PROBLEMS TO SOLVE:
A – Answer these questions from the payday loan press release:
(i) By what vote did the committee pass AB 1973?
(ii) What interest rate does it give for a two-week loan?
(iii) What position does Shelley Curran hold?
B – Write out the part of the payday loan press release from "AB 1973 Fails" to "the payday loan industry.".
C – List every interest rate the payday loan press release gives, each with its loan term.

Press Release

Tuesday, May 16, 2000

Contact:
Shelley Curran or Michael McCauley, 415-431-6747
Consumers Union's West Coast Regional Office

 

ASSEMBLY CONSUMER PROTECTION COMMITTEE
PASSES WEAK PAYDAY LOAN BILL

AB 1973 Fails to Adequately Regulate Payday Loans
and Could Make Matters Worse for Low Income Consumers

SACRAMENTO -- By a vote of 6 to 0 today, the California Consumer Protection Committee passed AB 1973, a measure that enacts new rules for the state's payday loan industry. AB 1973 (Wesson) is opposed by consumer groups that charge that the bill fails to meaningfully regulate the industry and would actually exacerbate many of the worst problems associated with such loans. The bill is supported by members of the payday loan industry.

"AB 1973 lets the payday loan industry off the hook and fails to provide any meaningful relief for consumers," said Shelley Curran, Policy Analyst at Consumers Union. "California lawmakers need to pass legislation that will help low income consumers get off the payday loan debt treadmill."

Payday loans are small, short-term loans made by check cashers or similar businesses at extremely high rates. Typically, a borrower writes a personal check for $100-300, plus a fee, payable to the lender. The lender agrees to hold onto the check until the borrower's next payday, usually one week to one month later. Only then will the check be deposited. In return, the borrower gets cash immediately.

The fees for payday loans are exorbitant: up to $17.50 for every $100 borrowed, up to a maximum of $300. The interest rates for such transactions are staggering: 911% for a one-week loan, 456% for a two-week loan, and 212% for a one-month loan. Consumers who take out payday loans are usually in desperate debt. The high rates make it difficult for many borrowers to repay the loan, thus putting many consumers on a perpetual debt treadmill. Unlike many other lenders who make small loans, payday lenders are virtually unregulated.

ENTRIES SUPPLIED:

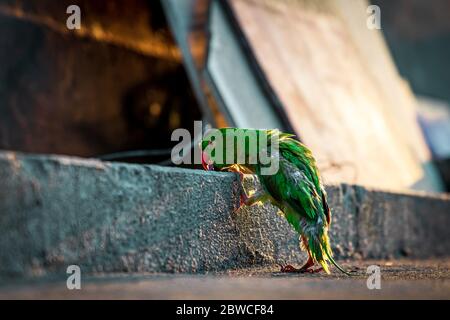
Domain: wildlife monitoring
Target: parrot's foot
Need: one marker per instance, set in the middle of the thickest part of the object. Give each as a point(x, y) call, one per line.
point(290, 269)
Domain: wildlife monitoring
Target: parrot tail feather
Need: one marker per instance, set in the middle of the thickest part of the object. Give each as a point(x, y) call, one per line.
point(321, 252)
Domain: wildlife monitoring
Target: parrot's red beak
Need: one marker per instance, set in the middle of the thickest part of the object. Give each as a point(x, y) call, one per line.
point(206, 162)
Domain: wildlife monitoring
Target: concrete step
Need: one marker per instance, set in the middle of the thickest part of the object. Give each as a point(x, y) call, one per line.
point(110, 217)
point(429, 279)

ANSWER SET:
A –
(i) 6 to 0
(ii) 456%
(iii) Policy Analyst at Consumers Union

B –
AB 1973 Fails to Adequately Regulate Payday Loans
and Could Make Matters Worse for Low Income Consumers

SACRAMENTO -- By a vote of 6 to 0 today, the California Consumer Protection Committee passed AB 1973, a measure that enacts new rules for the state's payday loan industry. AB 1973 (Wesson) is opposed by consumer groups that charge that the bill fails to meaningfully regulate the industry and would actually exacerbate many of the worst problems associated with such loans. The bill is supported by members of the payday loan industry.

C –
- 911% for a one-week loan
- 456% for a two-week loan
- 212% for a one-month loan